* _STORED ROWS_:
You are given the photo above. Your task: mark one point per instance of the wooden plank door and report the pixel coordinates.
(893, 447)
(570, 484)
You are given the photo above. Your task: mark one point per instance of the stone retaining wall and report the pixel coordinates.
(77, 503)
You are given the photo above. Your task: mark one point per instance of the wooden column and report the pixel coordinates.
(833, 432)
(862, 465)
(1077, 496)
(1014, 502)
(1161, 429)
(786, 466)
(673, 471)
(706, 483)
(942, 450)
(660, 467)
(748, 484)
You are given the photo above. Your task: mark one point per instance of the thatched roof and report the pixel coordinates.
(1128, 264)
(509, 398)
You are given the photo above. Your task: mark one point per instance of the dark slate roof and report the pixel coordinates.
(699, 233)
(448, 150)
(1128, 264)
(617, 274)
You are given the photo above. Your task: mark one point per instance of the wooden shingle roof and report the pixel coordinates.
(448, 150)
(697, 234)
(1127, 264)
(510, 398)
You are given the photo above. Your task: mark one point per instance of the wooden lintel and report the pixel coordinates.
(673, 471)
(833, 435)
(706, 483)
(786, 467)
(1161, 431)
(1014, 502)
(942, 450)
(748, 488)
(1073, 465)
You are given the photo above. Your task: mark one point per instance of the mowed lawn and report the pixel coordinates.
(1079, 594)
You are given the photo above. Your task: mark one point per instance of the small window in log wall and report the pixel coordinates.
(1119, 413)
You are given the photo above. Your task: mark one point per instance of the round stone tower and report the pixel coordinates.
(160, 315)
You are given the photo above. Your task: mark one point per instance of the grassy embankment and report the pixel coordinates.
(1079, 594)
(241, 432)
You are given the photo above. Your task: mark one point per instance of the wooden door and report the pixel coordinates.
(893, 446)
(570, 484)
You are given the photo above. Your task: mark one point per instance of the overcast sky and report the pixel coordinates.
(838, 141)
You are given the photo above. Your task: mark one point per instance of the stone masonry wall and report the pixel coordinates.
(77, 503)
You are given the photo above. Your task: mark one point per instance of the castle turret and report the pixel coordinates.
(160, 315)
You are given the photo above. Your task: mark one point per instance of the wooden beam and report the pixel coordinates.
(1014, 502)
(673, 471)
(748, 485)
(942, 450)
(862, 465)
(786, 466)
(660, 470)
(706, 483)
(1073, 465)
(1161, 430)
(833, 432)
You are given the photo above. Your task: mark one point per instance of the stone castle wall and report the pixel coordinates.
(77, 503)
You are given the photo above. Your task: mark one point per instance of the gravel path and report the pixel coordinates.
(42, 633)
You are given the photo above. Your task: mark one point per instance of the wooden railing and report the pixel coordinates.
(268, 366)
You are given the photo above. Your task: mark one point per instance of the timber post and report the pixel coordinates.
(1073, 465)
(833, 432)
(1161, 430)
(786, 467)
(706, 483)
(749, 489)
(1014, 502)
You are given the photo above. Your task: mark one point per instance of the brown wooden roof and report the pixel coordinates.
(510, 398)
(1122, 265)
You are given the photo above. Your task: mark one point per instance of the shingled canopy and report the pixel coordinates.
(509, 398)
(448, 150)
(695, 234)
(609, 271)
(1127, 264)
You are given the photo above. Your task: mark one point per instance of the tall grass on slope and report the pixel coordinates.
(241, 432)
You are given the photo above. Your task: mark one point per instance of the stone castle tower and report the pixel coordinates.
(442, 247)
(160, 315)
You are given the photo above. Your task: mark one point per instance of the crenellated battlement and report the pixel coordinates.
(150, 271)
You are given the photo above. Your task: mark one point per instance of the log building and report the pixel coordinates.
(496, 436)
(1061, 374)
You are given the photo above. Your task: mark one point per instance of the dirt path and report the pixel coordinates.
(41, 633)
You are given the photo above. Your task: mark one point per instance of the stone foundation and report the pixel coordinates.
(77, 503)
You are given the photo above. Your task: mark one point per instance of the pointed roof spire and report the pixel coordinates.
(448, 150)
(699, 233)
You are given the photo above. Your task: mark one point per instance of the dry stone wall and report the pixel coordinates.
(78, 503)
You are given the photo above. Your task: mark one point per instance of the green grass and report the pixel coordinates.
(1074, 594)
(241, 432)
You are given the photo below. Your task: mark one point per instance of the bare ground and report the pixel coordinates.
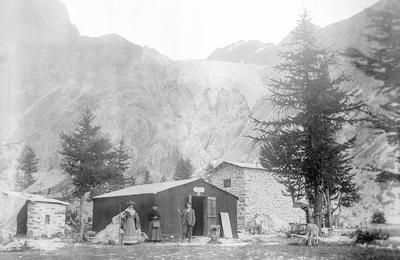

* _GIVEN REQUEST_: Collect every line above that contains the string "stone" and copy each one in full. Case counts.

* _TASK RESPONSE_:
You are given the photo above. Your task: mark one point per instance of the stone retaining wall and report the pixel coordinates.
You are given the photo above. Your task: mark one point per instance of the round stone tower and report the pixel coordinates.
You are given the photo above. Your task: mark one point per instance of the stone masonry wall and report the pixel coordinates.
You are given the photo above. Your task: mark one point per instance of the stone castle wall and report the pixel coordinates.
You are given the photo above. Your task: mark one point per instance of the stone castle tower and report the pixel coordinates.
You are given the photo above. Your task: mark one point per instance of the stone foundation and report the pixel coordinates.
You are given the photo above. Your task: mark one point per instance of the dry stone wall and report the pixel coordinates.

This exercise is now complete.